* 本文:
• • • • • • •
さまざまな“バトル”がリアルに描かれ、目を覆いたくなるシーンも「世の中に存在する物から目を背けてしまうのはどうなんだろう」との信念を曲げずに取り組んだ。ぶつかり合いを真っ正面から表現する真利子監督の真骨頂だ。

現在は「視野を広げるため」に、米ボストンで映画や文学について学んでいる。吸収したことを再び映画に還元していく。【佐藤成】

◆真利子哲也(まりこ・てつや)1981年(昭56)東京都生まれ。法大在学中、8ミリフィルムで自主制作した短編作品が国内外で注目を集める。東京芸大大学院修了作品「イエローキッド」が異例の劇場公開に。16年公開の「ディストラクション・ベイビーズ」が第69回ロカルノ国際映画祭で最優秀新進監督賞受賞したほか、国内外の映画賞で多数の賞を受賞。

▽監督賞・選考経過

真利子監督について「新しい一面を見た。これまでは体で感情をぶつけるアプローチ。今回は言葉の戦い」(伊藤さとり氏)「脚本もよく組み立て、きちんと構成した」(寺脇研氏)と評価が高く、1回目の投票で決定。
• • • • • • •
* 元データ:
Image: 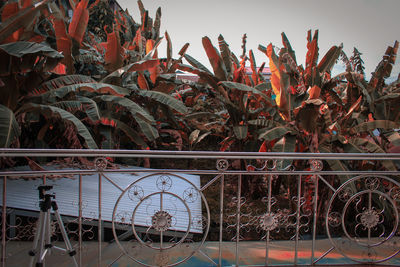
• • • • • • •
* 目標 1:
本文に名前が出てくる人物を、すべて挙げなさい。
* 目標 2:
本文によると、「ディストラクション・ベイビーズ」は第69回ロカルノ国際映画祭で何という賞を受賞したか。

* 完成解答 1:
真利子哲也、佐藤成、伊藤さとり、寺脇研

* 完成解答 2:
最優秀新進監督賞